§ **Exercise requirements**:
1 - Answer these questions about the environment committee transcript:
(a) What meeting number and which parliament and session does it record?
(b) Who chairs the meeting, and for which party?
(c) According to Glen Toner, where was the report that placed Canada last produced?
2 - Continue the environment committee transcript from the end of Glen Toner's reply to Mr. Cullen.

§ **Text to read**:
** Start **

Evidence of meeting #42 for Environment and Sustainable Development in the 39th Parliament, 1st Session. (The original version is on Parliament’s site, as are the minutes.) The winning word was independent.

A recording is available from Parliament.

On the agenda

MPs speaking

Also speaking

Glen Toner  Member, Panel of Advisors, Office of the Commissioner of the Environment and Sustainable Development, As an Individual
L. Denis Desautels  Former Auditor General of Canada, As an Individual
Clerk of the Committee  Mr. Justin Vaive

4:10 p.m.

Bloc

Bernard Bigras Bloc Rosemont—La Petite-Patrie, QC

Thank you.

4:10 p.m.

Conservative

The Chair Conservative Bob Mills

Thank you.

Mr. Cullen.

4:10 p.m.

NDP

Nathan Cullen NDP Skeena—Bulkley Valley, BC

Thank you, Chair.

Thanks to our witnesses.

I want to start with the broader picture and then narrow it down to the specific policy recommendations that this committee is seeking to make to government.

The current issue that I think many of us around this table and much of the Canadian public are most seized with is on climate change, on a government and a society response to what is a long-term and difficult initiative but yet is critical in terms of our response.

Mr. Toner, could you comment on a general question? How are we as a nation doing with respect to our obligations and commitments to climate change efforts?

4:10 p.m.

Member, Panel of Advisors, Office of the Commissioner of the Environment and Sustainable Development, As an Individual

Glen Toner

I didn't prepare extensive notes or thoughts on that today, but we're obviously not doing well. There was a report last week out of the Munk Centre, at the University of Toronto, that placed us last.

** End **

§ **Segmentation data**:

** Start **

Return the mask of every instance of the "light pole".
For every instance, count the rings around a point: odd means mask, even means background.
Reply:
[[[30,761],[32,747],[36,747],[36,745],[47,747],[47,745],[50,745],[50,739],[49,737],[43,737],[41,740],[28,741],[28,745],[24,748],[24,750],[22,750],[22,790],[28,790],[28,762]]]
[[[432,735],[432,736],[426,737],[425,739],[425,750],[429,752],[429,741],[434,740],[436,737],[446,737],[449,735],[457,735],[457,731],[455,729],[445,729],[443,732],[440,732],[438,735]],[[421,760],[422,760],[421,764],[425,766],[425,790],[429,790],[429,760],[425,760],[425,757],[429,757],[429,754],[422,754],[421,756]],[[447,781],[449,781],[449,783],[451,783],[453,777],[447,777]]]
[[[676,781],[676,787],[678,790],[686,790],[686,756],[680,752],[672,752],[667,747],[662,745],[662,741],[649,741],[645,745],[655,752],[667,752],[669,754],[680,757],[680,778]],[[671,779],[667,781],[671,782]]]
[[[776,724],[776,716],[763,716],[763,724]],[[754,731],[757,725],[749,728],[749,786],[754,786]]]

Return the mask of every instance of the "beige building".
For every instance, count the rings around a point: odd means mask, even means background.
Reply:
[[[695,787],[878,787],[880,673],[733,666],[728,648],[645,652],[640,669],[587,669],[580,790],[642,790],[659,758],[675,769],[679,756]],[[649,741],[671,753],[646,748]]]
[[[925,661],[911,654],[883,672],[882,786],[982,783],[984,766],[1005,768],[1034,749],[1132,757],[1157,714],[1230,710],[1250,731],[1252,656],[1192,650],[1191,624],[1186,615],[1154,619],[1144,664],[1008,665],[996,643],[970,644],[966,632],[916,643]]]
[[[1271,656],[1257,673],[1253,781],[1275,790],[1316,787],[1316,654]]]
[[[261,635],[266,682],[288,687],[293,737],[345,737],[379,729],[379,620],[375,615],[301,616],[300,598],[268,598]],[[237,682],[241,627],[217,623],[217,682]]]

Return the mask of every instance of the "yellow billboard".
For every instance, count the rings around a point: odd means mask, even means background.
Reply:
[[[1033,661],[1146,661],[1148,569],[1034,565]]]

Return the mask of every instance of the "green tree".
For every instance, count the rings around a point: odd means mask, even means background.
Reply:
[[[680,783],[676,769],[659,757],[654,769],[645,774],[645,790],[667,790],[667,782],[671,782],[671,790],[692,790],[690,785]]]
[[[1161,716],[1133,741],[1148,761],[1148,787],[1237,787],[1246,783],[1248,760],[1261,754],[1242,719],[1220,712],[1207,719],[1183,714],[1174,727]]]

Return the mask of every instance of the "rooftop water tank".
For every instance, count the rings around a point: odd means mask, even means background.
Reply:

** End **

§ **Results of the exercise**:
1 -
(a) Meeting #42 of Environment and Sustainable Development, in the 39th Parliament, 1st Session.
(b) Bob Mills, for the Conservative party.
(c) At the Munk Centre, at the University of Toronto.

2 -
It's actually indicative of a broader problem. I hate to say this, but for most of the comparative studies that are being done on our performance across the board these days, I've been involved in a few of them, and, frankly, it was easier to make the case for Canada back in the nineties than it is now. When we get involved in these comparative ones, we just don't look good.

I'm talking about the OECD, not only academics but organizations that are comparing and contrasting Canada's performance across the board. One of the reasons is that we don't have an institution in this country doing independent, forward-looking, foresight types of work.

Look at the title of this document from the Commissioner in New Zealand, “Creating Our Future: Sustainable Development for New Zealand”. Unconstrained, it gets ahead of the policy debates and creates a space for Canadians to talk about climate change within a broader perspective. Climate change is not only an environmental issue. As you well know, it's a transportation issue, it's an energy issue, and it's a resource development issue. It's a whole bunch of other issues as well, such as housing, the design of cities, etc.

One of the reasons we're slipping in the competitiveness game is because we don't have anyone making the space to have these debates in this country. Perhaps an independent commissioner could do that.

4:10 p.m.

NDP

Nathan Cullen NDP Skeena—Bulkley Valley, BC

I think there's an assumption in your comment, because there are think tanks and various lobbyists and groups around the country, but perhaps they don't occupy that space of legitimacy or independence or non-partisanship.

4:10 p.m.

Member, Panel of Advisors, Office of the Commissioner of the Environment and Sustainable Development, As an Individual

Glen Toner

This function is outside of the executive branch of government. This reports only to parliamentarians and to Canadians through parliamentarians. They're not mixed up in the day-to-day politics

To do my research, yesterday I called up Morgan Williams, the commissioner from New Zealand, and I talked to him. I asked him what makes it work for them there, what lessons we could learn from them.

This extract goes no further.